======== Data extract

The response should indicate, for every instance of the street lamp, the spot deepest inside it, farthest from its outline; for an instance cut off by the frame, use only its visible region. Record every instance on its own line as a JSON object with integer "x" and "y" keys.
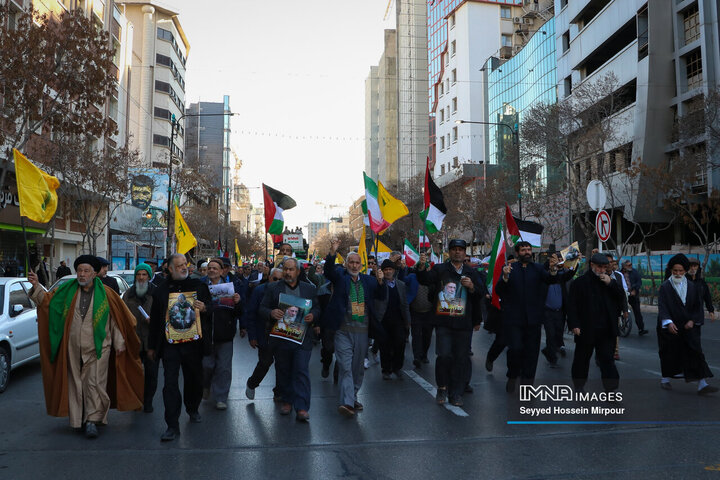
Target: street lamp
{"x": 516, "y": 143}
{"x": 174, "y": 123}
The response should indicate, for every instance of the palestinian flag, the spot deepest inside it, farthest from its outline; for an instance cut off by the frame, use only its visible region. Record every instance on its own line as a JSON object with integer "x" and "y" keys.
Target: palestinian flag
{"x": 522, "y": 230}
{"x": 377, "y": 223}
{"x": 497, "y": 261}
{"x": 411, "y": 255}
{"x": 275, "y": 203}
{"x": 423, "y": 241}
{"x": 434, "y": 210}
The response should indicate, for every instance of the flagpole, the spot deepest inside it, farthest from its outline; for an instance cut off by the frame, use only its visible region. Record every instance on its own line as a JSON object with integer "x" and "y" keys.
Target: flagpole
{"x": 27, "y": 251}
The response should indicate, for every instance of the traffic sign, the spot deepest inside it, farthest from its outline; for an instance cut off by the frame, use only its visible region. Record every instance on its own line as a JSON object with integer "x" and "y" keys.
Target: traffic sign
{"x": 596, "y": 195}
{"x": 602, "y": 225}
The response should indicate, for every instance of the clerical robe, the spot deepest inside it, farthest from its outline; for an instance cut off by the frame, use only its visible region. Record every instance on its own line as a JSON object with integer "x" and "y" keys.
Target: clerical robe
{"x": 78, "y": 384}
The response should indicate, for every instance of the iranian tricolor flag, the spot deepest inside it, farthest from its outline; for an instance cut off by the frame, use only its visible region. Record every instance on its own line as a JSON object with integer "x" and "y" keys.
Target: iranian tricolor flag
{"x": 522, "y": 230}
{"x": 434, "y": 210}
{"x": 497, "y": 261}
{"x": 377, "y": 223}
{"x": 423, "y": 241}
{"x": 411, "y": 255}
{"x": 275, "y": 203}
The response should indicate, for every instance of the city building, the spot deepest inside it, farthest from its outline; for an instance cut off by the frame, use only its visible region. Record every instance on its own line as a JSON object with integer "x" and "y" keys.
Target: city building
{"x": 665, "y": 60}
{"x": 412, "y": 55}
{"x": 159, "y": 53}
{"x": 381, "y": 109}
{"x": 207, "y": 146}
{"x": 476, "y": 30}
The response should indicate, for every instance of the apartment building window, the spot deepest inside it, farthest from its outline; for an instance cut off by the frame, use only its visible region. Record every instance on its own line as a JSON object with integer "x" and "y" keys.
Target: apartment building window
{"x": 566, "y": 41}
{"x": 161, "y": 140}
{"x": 694, "y": 69}
{"x": 691, "y": 24}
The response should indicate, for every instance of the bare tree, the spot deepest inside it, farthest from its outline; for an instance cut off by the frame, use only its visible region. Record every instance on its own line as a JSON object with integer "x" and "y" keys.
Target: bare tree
{"x": 55, "y": 72}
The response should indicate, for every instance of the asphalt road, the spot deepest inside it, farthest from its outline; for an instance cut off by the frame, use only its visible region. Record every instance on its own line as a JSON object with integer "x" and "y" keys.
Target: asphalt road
{"x": 401, "y": 433}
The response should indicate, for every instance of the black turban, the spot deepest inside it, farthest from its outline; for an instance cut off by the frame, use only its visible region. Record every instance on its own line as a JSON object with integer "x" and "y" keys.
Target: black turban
{"x": 91, "y": 260}
{"x": 679, "y": 259}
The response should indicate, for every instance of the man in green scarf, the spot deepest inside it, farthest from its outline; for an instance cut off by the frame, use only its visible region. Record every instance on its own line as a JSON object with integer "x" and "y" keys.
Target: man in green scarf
{"x": 87, "y": 335}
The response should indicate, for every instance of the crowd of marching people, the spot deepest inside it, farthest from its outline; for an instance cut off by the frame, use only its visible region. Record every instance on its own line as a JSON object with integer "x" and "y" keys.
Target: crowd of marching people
{"x": 187, "y": 318}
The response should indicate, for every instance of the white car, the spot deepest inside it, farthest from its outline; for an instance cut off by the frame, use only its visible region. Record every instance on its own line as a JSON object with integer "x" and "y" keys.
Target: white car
{"x": 122, "y": 284}
{"x": 18, "y": 327}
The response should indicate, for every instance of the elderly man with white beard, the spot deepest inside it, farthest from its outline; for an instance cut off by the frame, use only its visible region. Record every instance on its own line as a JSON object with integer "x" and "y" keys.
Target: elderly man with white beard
{"x": 138, "y": 299}
{"x": 180, "y": 352}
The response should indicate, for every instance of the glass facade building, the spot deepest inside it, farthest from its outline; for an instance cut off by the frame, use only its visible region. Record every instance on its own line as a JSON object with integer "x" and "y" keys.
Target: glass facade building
{"x": 527, "y": 79}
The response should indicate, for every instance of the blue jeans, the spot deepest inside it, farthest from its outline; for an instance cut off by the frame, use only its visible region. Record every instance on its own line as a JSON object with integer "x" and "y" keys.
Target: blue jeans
{"x": 293, "y": 375}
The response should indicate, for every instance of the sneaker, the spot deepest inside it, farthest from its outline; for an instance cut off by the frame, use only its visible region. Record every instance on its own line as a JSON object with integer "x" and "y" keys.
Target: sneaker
{"x": 441, "y": 396}
{"x": 707, "y": 389}
{"x": 169, "y": 435}
{"x": 346, "y": 411}
{"x": 91, "y": 429}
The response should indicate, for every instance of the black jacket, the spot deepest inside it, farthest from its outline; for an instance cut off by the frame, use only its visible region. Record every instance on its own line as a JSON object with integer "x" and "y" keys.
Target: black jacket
{"x": 523, "y": 296}
{"x": 271, "y": 299}
{"x": 156, "y": 336}
{"x": 592, "y": 305}
{"x": 223, "y": 319}
{"x": 442, "y": 273}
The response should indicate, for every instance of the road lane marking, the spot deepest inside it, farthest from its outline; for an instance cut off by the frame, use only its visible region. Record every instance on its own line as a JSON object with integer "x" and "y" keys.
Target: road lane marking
{"x": 425, "y": 385}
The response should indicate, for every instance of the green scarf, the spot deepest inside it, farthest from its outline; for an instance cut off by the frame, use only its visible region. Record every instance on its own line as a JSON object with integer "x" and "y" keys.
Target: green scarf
{"x": 60, "y": 307}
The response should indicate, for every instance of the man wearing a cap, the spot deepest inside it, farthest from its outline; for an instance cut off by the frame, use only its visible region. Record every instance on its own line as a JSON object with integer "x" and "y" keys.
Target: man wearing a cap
{"x": 522, "y": 291}
{"x": 80, "y": 324}
{"x": 680, "y": 317}
{"x": 454, "y": 326}
{"x": 138, "y": 299}
{"x": 107, "y": 280}
{"x": 594, "y": 301}
{"x": 395, "y": 319}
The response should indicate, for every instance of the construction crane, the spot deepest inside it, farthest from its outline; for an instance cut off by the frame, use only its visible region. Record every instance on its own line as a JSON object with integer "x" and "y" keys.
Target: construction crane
{"x": 387, "y": 10}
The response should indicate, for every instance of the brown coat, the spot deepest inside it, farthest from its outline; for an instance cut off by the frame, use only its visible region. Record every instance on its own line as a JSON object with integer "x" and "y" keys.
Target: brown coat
{"x": 125, "y": 375}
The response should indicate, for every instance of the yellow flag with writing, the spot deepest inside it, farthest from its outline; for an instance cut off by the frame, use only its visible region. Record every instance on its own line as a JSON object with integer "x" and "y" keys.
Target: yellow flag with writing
{"x": 37, "y": 191}
{"x": 391, "y": 208}
{"x": 185, "y": 239}
{"x": 362, "y": 251}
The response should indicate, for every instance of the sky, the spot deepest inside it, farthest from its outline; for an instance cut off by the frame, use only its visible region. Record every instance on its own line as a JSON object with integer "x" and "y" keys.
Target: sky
{"x": 295, "y": 73}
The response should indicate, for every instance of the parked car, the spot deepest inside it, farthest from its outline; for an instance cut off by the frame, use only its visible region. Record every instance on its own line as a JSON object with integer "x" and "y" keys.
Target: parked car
{"x": 121, "y": 282}
{"x": 18, "y": 327}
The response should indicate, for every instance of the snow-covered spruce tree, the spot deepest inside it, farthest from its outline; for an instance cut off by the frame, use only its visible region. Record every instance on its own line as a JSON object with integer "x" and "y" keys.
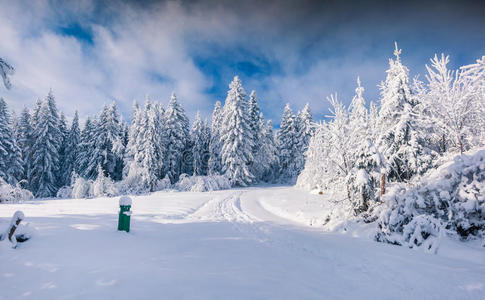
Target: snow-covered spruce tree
{"x": 215, "y": 144}
{"x": 5, "y": 71}
{"x": 24, "y": 141}
{"x": 72, "y": 144}
{"x": 236, "y": 136}
{"x": 256, "y": 123}
{"x": 200, "y": 136}
{"x": 108, "y": 150}
{"x": 266, "y": 159}
{"x": 305, "y": 128}
{"x": 316, "y": 175}
{"x": 287, "y": 142}
{"x": 455, "y": 103}
{"x": 87, "y": 147}
{"x": 45, "y": 151}
{"x": 61, "y": 180}
{"x": 400, "y": 141}
{"x": 367, "y": 162}
{"x": 11, "y": 169}
{"x": 177, "y": 133}
{"x": 132, "y": 146}
{"x": 153, "y": 148}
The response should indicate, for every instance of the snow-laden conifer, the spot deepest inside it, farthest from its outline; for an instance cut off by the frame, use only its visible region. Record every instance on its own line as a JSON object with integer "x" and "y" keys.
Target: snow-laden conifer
{"x": 236, "y": 136}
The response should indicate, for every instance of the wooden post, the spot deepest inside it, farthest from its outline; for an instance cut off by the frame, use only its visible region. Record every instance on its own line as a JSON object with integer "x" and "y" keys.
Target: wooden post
{"x": 383, "y": 184}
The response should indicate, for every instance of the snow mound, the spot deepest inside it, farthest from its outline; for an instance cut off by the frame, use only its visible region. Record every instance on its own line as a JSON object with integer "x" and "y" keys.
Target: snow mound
{"x": 202, "y": 183}
{"x": 449, "y": 199}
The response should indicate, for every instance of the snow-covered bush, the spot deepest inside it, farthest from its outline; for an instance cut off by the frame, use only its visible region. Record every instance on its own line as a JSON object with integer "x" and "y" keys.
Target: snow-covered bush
{"x": 10, "y": 193}
{"x": 450, "y": 198}
{"x": 202, "y": 183}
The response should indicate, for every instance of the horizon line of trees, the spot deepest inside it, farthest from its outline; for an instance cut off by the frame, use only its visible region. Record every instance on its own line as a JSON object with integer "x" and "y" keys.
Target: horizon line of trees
{"x": 42, "y": 153}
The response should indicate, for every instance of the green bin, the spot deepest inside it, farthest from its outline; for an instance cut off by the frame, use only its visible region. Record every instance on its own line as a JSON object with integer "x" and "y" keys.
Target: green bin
{"x": 125, "y": 213}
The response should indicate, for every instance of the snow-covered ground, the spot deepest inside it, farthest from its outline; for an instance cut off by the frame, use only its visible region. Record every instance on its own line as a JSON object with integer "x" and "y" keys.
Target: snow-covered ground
{"x": 255, "y": 243}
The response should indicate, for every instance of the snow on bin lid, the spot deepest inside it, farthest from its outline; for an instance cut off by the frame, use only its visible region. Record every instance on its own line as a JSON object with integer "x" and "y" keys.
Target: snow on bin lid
{"x": 125, "y": 201}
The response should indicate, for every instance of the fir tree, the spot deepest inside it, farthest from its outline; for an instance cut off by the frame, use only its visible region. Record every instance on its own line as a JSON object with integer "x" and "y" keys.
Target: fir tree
{"x": 72, "y": 147}
{"x": 45, "y": 154}
{"x": 288, "y": 145}
{"x": 24, "y": 140}
{"x": 200, "y": 136}
{"x": 177, "y": 133}
{"x": 304, "y": 128}
{"x": 236, "y": 136}
{"x": 11, "y": 169}
{"x": 399, "y": 140}
{"x": 215, "y": 167}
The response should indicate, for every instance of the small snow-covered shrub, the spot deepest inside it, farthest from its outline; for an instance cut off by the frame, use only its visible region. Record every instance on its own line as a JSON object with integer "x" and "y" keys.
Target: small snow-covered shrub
{"x": 10, "y": 193}
{"x": 202, "y": 183}
{"x": 450, "y": 198}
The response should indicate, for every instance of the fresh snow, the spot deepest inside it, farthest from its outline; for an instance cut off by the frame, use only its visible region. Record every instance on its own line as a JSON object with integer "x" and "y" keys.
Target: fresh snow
{"x": 252, "y": 243}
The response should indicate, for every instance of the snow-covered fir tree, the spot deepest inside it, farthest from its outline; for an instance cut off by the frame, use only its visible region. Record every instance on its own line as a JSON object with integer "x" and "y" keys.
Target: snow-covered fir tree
{"x": 61, "y": 179}
{"x": 305, "y": 128}
{"x": 87, "y": 147}
{"x": 236, "y": 136}
{"x": 455, "y": 103}
{"x": 6, "y": 70}
{"x": 153, "y": 147}
{"x": 177, "y": 134}
{"x": 215, "y": 144}
{"x": 72, "y": 147}
{"x": 266, "y": 159}
{"x": 24, "y": 141}
{"x": 45, "y": 150}
{"x": 200, "y": 135}
{"x": 287, "y": 141}
{"x": 11, "y": 165}
{"x": 108, "y": 150}
{"x": 399, "y": 140}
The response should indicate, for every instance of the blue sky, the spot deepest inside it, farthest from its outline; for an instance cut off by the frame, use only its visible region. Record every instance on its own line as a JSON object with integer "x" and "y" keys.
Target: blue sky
{"x": 94, "y": 52}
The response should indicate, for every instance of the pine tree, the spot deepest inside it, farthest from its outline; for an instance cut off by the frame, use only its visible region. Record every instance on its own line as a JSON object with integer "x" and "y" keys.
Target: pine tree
{"x": 72, "y": 148}
{"x": 11, "y": 169}
{"x": 87, "y": 147}
{"x": 177, "y": 133}
{"x": 5, "y": 71}
{"x": 24, "y": 140}
{"x": 266, "y": 159}
{"x": 287, "y": 145}
{"x": 61, "y": 179}
{"x": 399, "y": 141}
{"x": 45, "y": 152}
{"x": 108, "y": 148}
{"x": 256, "y": 124}
{"x": 215, "y": 145}
{"x": 305, "y": 129}
{"x": 153, "y": 150}
{"x": 236, "y": 136}
{"x": 200, "y": 136}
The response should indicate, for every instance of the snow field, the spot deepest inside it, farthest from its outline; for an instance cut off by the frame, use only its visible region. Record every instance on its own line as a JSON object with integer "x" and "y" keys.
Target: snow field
{"x": 253, "y": 243}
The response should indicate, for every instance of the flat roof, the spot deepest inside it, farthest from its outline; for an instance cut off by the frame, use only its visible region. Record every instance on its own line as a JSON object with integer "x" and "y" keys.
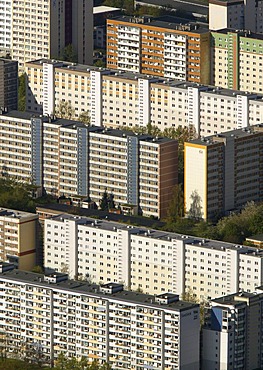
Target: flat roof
{"x": 165, "y": 236}
{"x": 93, "y": 289}
{"x": 104, "y": 9}
{"x": 73, "y": 124}
{"x": 193, "y": 6}
{"x": 242, "y": 33}
{"x": 178, "y": 25}
{"x": 6, "y": 212}
{"x": 258, "y": 237}
{"x": 235, "y": 299}
{"x": 237, "y": 134}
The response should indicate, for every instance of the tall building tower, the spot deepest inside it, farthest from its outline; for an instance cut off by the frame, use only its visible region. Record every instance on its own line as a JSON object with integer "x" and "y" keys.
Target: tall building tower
{"x": 241, "y": 15}
{"x": 42, "y": 29}
{"x": 6, "y": 27}
{"x": 223, "y": 172}
{"x": 232, "y": 336}
{"x": 8, "y": 84}
{"x": 158, "y": 48}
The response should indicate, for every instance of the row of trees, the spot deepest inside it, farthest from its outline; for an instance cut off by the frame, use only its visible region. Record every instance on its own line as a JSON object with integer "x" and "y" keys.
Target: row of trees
{"x": 234, "y": 228}
{"x": 62, "y": 363}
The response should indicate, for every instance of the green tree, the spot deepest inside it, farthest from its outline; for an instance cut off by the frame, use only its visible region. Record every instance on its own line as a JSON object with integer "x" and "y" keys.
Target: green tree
{"x": 84, "y": 117}
{"x": 22, "y": 92}
{"x": 176, "y": 206}
{"x": 111, "y": 203}
{"x": 195, "y": 210}
{"x": 16, "y": 195}
{"x": 64, "y": 110}
{"x": 104, "y": 204}
{"x": 38, "y": 269}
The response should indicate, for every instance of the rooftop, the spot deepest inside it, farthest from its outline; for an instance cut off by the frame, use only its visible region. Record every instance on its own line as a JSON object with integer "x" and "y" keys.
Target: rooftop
{"x": 73, "y": 124}
{"x": 235, "y": 299}
{"x": 5, "y": 212}
{"x": 159, "y": 234}
{"x": 94, "y": 290}
{"x": 175, "y": 24}
{"x": 104, "y": 9}
{"x": 236, "y": 134}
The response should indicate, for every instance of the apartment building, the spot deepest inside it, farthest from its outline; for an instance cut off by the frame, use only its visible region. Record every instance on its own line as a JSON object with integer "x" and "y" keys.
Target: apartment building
{"x": 237, "y": 59}
{"x": 236, "y": 14}
{"x": 232, "y": 335}
{"x": 158, "y": 48}
{"x": 6, "y": 27}
{"x": 116, "y": 99}
{"x": 18, "y": 238}
{"x": 42, "y": 29}
{"x": 150, "y": 260}
{"x": 223, "y": 172}
{"x": 127, "y": 329}
{"x": 8, "y": 83}
{"x": 68, "y": 158}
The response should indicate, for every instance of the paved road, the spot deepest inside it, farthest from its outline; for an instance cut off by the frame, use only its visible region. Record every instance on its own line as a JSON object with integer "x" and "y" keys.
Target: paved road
{"x": 187, "y": 6}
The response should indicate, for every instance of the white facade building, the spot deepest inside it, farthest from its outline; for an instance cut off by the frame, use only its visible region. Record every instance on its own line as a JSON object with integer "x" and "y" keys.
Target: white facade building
{"x": 68, "y": 158}
{"x": 6, "y": 26}
{"x": 154, "y": 261}
{"x": 232, "y": 335}
{"x": 117, "y": 99}
{"x": 127, "y": 329}
{"x": 236, "y": 14}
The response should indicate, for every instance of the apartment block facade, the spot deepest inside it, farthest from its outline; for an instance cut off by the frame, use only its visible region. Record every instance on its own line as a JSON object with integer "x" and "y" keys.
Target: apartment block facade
{"x": 153, "y": 261}
{"x": 127, "y": 329}
{"x": 223, "y": 172}
{"x": 153, "y": 47}
{"x": 6, "y": 27}
{"x": 68, "y": 158}
{"x": 236, "y": 14}
{"x": 237, "y": 60}
{"x": 8, "y": 84}
{"x": 232, "y": 335}
{"x": 18, "y": 238}
{"x": 42, "y": 29}
{"x": 115, "y": 99}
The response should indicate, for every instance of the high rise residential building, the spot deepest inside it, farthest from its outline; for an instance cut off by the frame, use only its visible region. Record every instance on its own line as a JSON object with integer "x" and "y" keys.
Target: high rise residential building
{"x": 115, "y": 99}
{"x": 127, "y": 329}
{"x": 232, "y": 335}
{"x": 237, "y": 60}
{"x": 6, "y": 27}
{"x": 18, "y": 238}
{"x": 8, "y": 84}
{"x": 223, "y": 172}
{"x": 43, "y": 28}
{"x": 68, "y": 158}
{"x": 150, "y": 260}
{"x": 163, "y": 49}
{"x": 236, "y": 14}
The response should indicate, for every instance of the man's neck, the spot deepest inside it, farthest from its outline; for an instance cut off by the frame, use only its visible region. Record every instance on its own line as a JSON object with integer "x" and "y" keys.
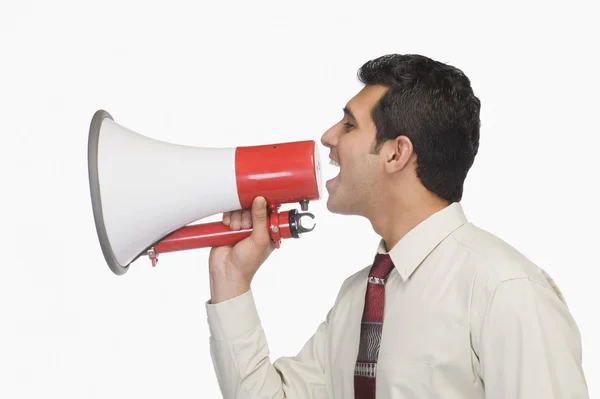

================

» **Exercise prompt**
Above are records; repeat only the lines starting at the line with "Target: blue jeans" and ending at the line with "black jacket, the", exactly as they appear, both included.

» **Output of the task**
Target: blue jeans
{"x": 293, "y": 375}
The response should indicate, for every instance of the sneaker, the spot deepest inside it, farthest from its outline; for an instance cut off by the frame, use only its visible region. Record every instance on its own line as a JSON object with integer "x" and "y" keys.
Target: sneaker
{"x": 441, "y": 396}
{"x": 707, "y": 389}
{"x": 169, "y": 435}
{"x": 346, "y": 411}
{"x": 91, "y": 429}
The response should indicate, for every instance of the black jacket, the spot deepest inside it, farthest from its outline; for an instance cut off by the frame, use only its visible region. Record every instance on its own line as a JSON object with integer "x" and "y" keys.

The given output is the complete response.